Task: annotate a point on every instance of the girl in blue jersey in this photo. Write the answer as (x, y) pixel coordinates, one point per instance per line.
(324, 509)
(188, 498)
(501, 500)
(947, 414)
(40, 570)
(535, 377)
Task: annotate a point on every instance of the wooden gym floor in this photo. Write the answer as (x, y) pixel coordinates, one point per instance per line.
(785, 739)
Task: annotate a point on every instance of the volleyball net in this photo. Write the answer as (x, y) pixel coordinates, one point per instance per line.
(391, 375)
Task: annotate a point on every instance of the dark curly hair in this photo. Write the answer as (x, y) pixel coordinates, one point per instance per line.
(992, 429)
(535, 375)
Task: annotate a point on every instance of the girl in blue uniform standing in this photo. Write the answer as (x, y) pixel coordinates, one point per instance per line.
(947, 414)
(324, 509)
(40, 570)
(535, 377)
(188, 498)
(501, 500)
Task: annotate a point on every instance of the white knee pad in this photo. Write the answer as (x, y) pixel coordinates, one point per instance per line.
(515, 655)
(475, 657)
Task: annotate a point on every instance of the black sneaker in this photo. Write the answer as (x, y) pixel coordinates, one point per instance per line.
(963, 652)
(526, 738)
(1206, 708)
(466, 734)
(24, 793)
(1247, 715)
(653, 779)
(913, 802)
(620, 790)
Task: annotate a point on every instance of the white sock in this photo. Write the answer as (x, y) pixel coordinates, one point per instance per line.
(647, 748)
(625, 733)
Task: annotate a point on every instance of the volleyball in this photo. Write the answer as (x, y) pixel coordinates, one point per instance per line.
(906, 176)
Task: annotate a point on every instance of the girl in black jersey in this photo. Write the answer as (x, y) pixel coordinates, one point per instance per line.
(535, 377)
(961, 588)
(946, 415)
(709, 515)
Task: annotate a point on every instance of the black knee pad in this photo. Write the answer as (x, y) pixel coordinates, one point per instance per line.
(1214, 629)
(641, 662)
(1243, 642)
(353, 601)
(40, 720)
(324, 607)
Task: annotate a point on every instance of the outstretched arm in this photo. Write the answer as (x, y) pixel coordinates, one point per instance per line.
===
The data above is to be given again, with every line exact.

Task: annotate a point on every instance of the girl in blue jersey in this photo. Write the answer as (x, y) pixel coordinates, one point per instance per line.
(324, 509)
(188, 498)
(501, 500)
(947, 414)
(40, 570)
(535, 377)
Task: annotate a point on every instance of the wooden gym floor in this photo. Write the answer as (x, y) pixel coordinates, one point per instance per line.
(785, 739)
Task: annotate a point on every instance of the volleyball net in this photo. Write the answer as (x, y) pixel coordinates, one point per instance per line.
(391, 375)
Task: annotate a point on every instance of the dark curly hair in this photo. Write the answer as (x, y) pixel coordinates, one point per instance per line.
(992, 429)
(535, 375)
Task: annotate a point on every instance of the girl in blue uniform standing in this photo. Write the answer as (x, y) pixel coordinates, one point per instance per line.
(947, 414)
(324, 509)
(40, 570)
(535, 377)
(188, 498)
(501, 500)
Task: annotate a point on every instance of the white knee pad in this photo. Write the answer as (x, y) pixel coordinates, one point per instance per line.
(515, 655)
(475, 657)
Task: annotate a point on every instance of the black sneaker in this photo. Write the answer as (x, y) pixel coordinates, one point per instance per line.
(963, 652)
(526, 738)
(1206, 708)
(466, 734)
(24, 793)
(1247, 715)
(653, 779)
(913, 802)
(620, 790)
Task: annotate a point on every instance of the white sock in this photo. Write the answer as (x, y) pixel coordinates, one point per instance per line.
(647, 748)
(625, 733)
Task: annotate a point on every instance of the volleyball in this photo. Write the answer as (x, y) pixel coordinates, one point per instance per line.
(906, 176)
Task: annotate a point on every instance of the girl in black jersey in this photo. Write the answer as (x, y) pixel coordinates, one point per instance per line.
(535, 377)
(961, 588)
(946, 415)
(709, 515)
Task: annotate a point on every instance of the black knee pad in this photo. Write the answer as (x, y) pixel coordinates, one point per instance per line.
(1214, 629)
(641, 662)
(1243, 642)
(353, 601)
(40, 720)
(324, 607)
Task: annotate a point on every instance of the outstretched arm in this photo. Write the answer as (x, y) pixel coordinates, one point per instance per line.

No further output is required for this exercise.